> EXERCICE A:
Recopiez à l'identique le passage du texte sur le REM de l'Est qui commence par « Nouveau tracé du » et se poursuit jusqu'à « mode de transport. ».
> EXERCICE B:
Veuillez répéter fidèlement, et rien d'autre, les lignes des enregistrements qui commencent par la ligne contenant « of the gabled » et se poursuivent jusqu'à la ligne contenant « point(127, 81) », ces deux lignes comprises.

> EXTRAIT DU TEXTE:
==============================

Nouveau tracé du REM de l’Est

La fausse bonne idée

La force d’un réseau de transports en commun repose sur plusieurs critères : la qualité de son service, son accessibilité, son déploiement et, comme son nom l’indique, sur le fait d’être… un réseau !

Plus les connexions se font avec rapidité et efficience entre les systèmes sur rails (tramway, train…), le réseau routier (autobus, voies réservées…) et les modes de transport actif (vélo, marche, trottinette…), plus ce réseau devient attractif pour les citoyens. Plus on a de chance de voir un transfert modal, c’est-à-dire d’inciter des automobilistes à utiliser un autre mode de transport.

Or, les changements que vient d’annoncer la Caisse de dépôt pour son REM de l’Est, dans le secteur de Mercier, vont exactement dans le sens contraire. Alors que la branche Nord sera connectée à la ligne verte du métro via la station L’Assomption, on propose maintenant de déconnecter la branche Est afin de déplacer une portion du tracé vers une emprise ferroviaire existante qui longe les avenues Souligny et Dubuisson.

==============================

> ENREGISTREMENTS EXTRAITS:
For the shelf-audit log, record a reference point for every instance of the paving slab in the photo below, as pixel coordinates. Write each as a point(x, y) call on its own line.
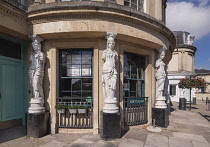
point(200, 144)
point(187, 136)
point(81, 143)
point(53, 143)
point(137, 134)
point(104, 144)
point(176, 142)
point(157, 140)
point(47, 138)
point(92, 137)
point(69, 138)
point(131, 143)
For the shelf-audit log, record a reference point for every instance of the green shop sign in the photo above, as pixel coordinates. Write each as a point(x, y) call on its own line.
point(136, 101)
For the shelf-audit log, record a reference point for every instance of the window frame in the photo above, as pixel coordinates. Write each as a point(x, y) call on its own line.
point(130, 79)
point(61, 77)
point(171, 92)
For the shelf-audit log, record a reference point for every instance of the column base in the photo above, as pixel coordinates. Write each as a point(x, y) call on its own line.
point(110, 105)
point(36, 106)
point(38, 124)
point(161, 117)
point(182, 104)
point(111, 126)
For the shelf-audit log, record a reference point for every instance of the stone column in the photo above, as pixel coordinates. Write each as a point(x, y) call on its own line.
point(109, 75)
point(159, 10)
point(111, 118)
point(36, 74)
point(160, 80)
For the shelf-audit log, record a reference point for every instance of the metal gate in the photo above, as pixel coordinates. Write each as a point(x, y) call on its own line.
point(135, 110)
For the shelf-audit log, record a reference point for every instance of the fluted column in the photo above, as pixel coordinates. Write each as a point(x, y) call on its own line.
point(160, 75)
point(36, 74)
point(109, 75)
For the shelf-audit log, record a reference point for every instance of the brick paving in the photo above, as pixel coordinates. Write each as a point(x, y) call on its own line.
point(189, 128)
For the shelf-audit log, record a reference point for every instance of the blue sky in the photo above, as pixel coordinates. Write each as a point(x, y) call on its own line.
point(192, 16)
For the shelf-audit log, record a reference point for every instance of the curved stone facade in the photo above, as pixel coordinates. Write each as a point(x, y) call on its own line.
point(78, 25)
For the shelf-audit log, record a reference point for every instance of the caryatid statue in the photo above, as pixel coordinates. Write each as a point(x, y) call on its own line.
point(109, 75)
point(160, 75)
point(36, 74)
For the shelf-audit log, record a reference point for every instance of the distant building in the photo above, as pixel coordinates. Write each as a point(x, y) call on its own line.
point(203, 92)
point(181, 65)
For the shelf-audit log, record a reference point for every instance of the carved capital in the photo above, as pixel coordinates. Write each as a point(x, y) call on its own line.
point(36, 38)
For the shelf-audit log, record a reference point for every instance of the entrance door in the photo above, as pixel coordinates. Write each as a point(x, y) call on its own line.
point(135, 104)
point(13, 100)
point(10, 93)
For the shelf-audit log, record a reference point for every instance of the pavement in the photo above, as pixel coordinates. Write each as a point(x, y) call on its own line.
point(188, 128)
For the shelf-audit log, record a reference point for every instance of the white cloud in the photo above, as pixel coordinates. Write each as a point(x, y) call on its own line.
point(185, 16)
point(203, 3)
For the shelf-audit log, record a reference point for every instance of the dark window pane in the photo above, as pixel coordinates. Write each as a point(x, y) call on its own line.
point(76, 94)
point(76, 57)
point(139, 85)
point(126, 72)
point(10, 49)
point(133, 85)
point(86, 84)
point(134, 1)
point(172, 89)
point(86, 94)
point(126, 93)
point(86, 70)
point(66, 94)
point(126, 3)
point(63, 71)
point(133, 72)
point(139, 94)
point(86, 57)
point(74, 70)
point(66, 84)
point(132, 94)
point(68, 59)
point(76, 84)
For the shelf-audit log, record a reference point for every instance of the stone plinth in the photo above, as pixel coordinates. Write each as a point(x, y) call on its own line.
point(161, 117)
point(110, 106)
point(111, 126)
point(36, 106)
point(38, 124)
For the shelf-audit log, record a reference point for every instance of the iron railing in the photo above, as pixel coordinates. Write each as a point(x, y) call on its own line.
point(75, 120)
point(17, 4)
point(135, 110)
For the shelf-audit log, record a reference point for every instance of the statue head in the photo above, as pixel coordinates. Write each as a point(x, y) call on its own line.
point(36, 46)
point(110, 40)
point(162, 54)
point(110, 43)
point(36, 42)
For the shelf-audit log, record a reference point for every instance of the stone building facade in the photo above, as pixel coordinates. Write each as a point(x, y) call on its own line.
point(73, 34)
point(182, 65)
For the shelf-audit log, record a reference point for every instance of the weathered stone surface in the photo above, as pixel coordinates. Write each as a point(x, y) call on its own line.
point(200, 144)
point(81, 143)
point(53, 143)
point(131, 143)
point(176, 142)
point(157, 140)
point(189, 136)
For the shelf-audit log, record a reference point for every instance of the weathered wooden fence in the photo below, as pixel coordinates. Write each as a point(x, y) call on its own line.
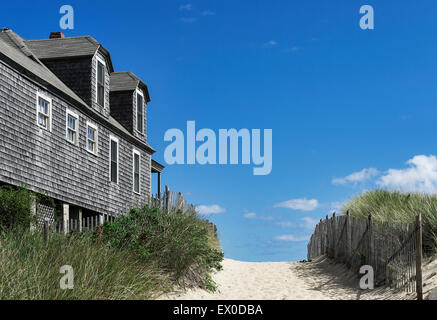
point(46, 214)
point(170, 200)
point(393, 250)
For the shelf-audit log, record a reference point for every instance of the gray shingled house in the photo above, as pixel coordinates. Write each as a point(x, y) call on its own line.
point(71, 127)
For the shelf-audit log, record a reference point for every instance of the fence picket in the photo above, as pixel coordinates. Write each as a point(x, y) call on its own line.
point(393, 250)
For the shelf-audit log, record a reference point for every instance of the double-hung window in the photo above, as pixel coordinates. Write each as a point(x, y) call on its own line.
point(136, 170)
point(100, 82)
point(113, 159)
point(140, 111)
point(44, 112)
point(92, 138)
point(72, 127)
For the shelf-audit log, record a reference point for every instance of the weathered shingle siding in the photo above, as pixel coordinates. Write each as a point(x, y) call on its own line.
point(121, 108)
point(46, 161)
point(104, 110)
point(75, 73)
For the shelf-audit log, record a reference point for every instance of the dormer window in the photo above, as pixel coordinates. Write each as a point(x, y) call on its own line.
point(140, 111)
point(72, 126)
point(100, 82)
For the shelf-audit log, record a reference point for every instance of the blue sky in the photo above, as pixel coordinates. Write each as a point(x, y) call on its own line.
point(348, 107)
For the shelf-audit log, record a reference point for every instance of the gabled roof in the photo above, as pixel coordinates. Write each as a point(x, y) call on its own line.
point(15, 51)
point(61, 48)
point(127, 81)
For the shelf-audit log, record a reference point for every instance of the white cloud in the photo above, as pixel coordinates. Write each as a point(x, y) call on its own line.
point(360, 176)
point(188, 20)
point(213, 209)
point(336, 206)
point(250, 215)
point(286, 224)
point(309, 223)
point(421, 176)
point(253, 215)
point(186, 7)
point(207, 13)
point(291, 237)
point(299, 204)
point(270, 43)
point(292, 49)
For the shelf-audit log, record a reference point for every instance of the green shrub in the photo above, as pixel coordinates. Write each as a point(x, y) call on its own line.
point(398, 207)
point(177, 241)
point(15, 208)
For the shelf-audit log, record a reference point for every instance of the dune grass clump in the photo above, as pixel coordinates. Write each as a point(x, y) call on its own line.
point(140, 255)
point(398, 207)
point(30, 269)
point(179, 242)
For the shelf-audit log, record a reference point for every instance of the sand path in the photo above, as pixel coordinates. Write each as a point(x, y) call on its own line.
point(318, 280)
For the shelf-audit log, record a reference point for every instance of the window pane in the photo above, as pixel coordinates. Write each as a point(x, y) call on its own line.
point(72, 122)
point(114, 161)
point(114, 172)
point(43, 106)
point(140, 113)
point(100, 94)
point(91, 133)
point(136, 183)
point(100, 73)
point(114, 151)
point(136, 163)
point(42, 120)
point(100, 83)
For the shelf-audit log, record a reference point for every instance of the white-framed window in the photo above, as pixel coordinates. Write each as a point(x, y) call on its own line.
point(136, 166)
point(140, 111)
point(100, 81)
point(92, 138)
point(113, 158)
point(44, 111)
point(72, 131)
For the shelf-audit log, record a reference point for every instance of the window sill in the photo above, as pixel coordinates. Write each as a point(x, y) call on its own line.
point(72, 143)
point(43, 128)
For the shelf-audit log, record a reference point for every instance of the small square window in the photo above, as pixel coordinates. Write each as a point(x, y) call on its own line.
point(91, 138)
point(44, 111)
point(72, 125)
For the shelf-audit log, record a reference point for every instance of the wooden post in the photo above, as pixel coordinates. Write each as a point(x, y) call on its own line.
point(334, 235)
point(348, 237)
point(419, 284)
point(167, 198)
point(371, 251)
point(46, 231)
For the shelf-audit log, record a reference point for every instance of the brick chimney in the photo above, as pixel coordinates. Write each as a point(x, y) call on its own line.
point(56, 35)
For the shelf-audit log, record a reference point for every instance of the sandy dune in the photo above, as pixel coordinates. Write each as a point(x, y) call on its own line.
point(318, 280)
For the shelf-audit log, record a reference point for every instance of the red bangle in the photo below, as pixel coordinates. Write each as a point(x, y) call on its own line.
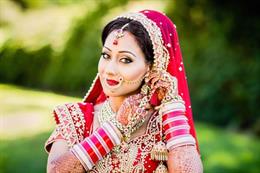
point(90, 151)
point(174, 124)
point(172, 114)
point(98, 145)
point(176, 133)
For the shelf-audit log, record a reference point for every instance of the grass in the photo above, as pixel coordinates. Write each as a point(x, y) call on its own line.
point(26, 122)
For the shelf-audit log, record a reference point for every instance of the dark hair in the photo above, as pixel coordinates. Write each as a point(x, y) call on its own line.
point(135, 28)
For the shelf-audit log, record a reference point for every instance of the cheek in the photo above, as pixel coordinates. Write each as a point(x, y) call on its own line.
point(135, 72)
point(100, 66)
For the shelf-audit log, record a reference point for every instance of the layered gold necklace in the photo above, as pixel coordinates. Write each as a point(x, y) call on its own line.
point(106, 113)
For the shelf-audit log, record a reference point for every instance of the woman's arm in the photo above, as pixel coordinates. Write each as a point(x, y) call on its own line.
point(184, 159)
point(62, 160)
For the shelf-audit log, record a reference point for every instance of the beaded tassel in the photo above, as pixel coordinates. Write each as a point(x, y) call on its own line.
point(160, 152)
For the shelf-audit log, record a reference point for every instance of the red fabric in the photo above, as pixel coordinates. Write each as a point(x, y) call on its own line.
point(175, 67)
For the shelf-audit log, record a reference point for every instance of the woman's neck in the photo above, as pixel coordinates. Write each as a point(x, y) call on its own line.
point(116, 102)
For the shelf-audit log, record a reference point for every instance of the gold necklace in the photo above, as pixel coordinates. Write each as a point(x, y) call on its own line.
point(105, 113)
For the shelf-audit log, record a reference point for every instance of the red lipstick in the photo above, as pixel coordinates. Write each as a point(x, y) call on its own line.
point(112, 82)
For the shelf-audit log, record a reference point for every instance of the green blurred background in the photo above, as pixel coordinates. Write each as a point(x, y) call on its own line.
point(49, 51)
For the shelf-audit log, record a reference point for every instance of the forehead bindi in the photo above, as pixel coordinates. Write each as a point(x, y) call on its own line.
point(125, 43)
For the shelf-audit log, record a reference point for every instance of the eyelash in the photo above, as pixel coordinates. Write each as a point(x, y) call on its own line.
point(125, 60)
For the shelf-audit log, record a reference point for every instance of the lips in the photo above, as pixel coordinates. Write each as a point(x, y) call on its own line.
point(112, 82)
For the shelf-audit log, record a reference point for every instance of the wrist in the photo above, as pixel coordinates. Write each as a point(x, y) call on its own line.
point(96, 146)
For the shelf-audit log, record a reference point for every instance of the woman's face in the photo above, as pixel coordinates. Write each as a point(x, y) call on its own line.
point(121, 66)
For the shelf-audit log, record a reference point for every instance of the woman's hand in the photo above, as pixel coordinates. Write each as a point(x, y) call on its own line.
point(66, 163)
point(163, 85)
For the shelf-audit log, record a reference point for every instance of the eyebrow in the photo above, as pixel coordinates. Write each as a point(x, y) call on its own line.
point(123, 51)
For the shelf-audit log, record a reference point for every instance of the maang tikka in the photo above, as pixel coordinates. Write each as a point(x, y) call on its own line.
point(120, 33)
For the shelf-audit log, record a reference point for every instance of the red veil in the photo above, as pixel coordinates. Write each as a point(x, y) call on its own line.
point(167, 53)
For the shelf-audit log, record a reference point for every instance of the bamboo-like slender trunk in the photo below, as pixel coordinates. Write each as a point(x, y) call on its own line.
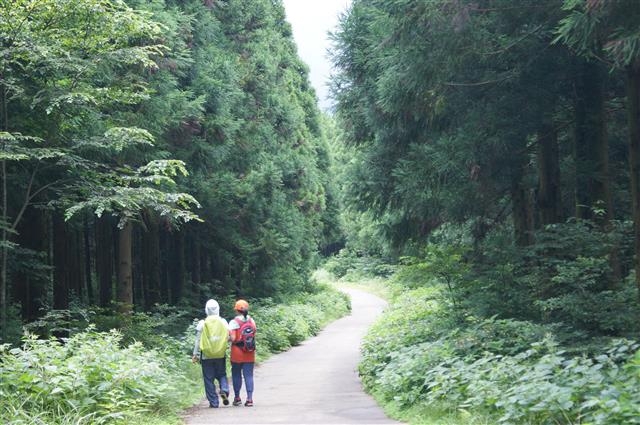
point(633, 98)
point(125, 268)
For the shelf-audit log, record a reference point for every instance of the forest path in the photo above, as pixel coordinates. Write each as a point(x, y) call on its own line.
point(314, 383)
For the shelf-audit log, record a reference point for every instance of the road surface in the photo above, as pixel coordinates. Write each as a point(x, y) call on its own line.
point(314, 383)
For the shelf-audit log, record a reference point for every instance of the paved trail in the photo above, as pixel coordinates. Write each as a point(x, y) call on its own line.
point(314, 383)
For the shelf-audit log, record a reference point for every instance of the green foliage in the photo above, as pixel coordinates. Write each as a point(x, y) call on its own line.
point(513, 371)
point(89, 377)
point(297, 317)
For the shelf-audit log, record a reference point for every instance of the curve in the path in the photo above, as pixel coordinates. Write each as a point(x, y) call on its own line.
point(314, 383)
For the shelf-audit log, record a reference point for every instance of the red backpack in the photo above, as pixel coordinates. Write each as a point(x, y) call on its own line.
point(247, 339)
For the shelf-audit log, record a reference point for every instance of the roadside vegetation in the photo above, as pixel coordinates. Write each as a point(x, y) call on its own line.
point(142, 373)
point(434, 357)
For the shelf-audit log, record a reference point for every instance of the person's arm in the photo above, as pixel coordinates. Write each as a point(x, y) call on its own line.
point(196, 345)
point(233, 328)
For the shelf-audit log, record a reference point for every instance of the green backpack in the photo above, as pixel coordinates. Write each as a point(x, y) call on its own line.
point(213, 341)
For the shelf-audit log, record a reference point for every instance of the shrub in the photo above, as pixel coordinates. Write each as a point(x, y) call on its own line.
point(89, 376)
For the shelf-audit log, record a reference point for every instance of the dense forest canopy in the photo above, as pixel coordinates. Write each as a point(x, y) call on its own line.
point(155, 152)
point(506, 132)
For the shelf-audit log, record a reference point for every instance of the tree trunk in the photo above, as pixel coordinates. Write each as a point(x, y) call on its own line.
point(60, 263)
point(548, 199)
point(5, 252)
point(633, 98)
point(177, 267)
point(104, 260)
point(87, 260)
point(521, 209)
point(74, 263)
point(151, 262)
point(125, 269)
point(591, 147)
point(29, 287)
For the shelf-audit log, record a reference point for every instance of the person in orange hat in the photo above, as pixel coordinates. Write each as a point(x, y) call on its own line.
point(242, 332)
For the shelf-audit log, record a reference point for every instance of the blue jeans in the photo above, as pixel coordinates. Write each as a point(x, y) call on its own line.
point(238, 370)
point(214, 369)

==============================

> RÉPONSE RÉDIGÉE A:
Nouveau tracé du REM de l’Est

La fausse bonne idée

La force d’un réseau de transports en commun repose sur plusieurs critères : la qualité de son service, son accessibilité, son déploiement et, comme son nom l’indique, sur le fait d’être… un réseau !

Plus les connexions se font avec rapidité et efficience entre les systèmes sur rails (tramway, train…), le réseau routier (autobus, voies réservées…) et les modes de transport actif (vélo, marche, trottinette…), plus ce réseau devient attractif pour les citoyens. Plus on a de chance de voir un transfert modal, c’est-à-dire d’inciter des automobilistes à utiliser un autre mode de transport.

> RÉPONSE RÉDIGÉE B:
For the shelf-audit log, record a reference point for every instance of the gabled roof in the photo above, as pixel coordinates. Write each as a point(x, y) call on its own line.
point(15, 51)
point(61, 48)
point(127, 81)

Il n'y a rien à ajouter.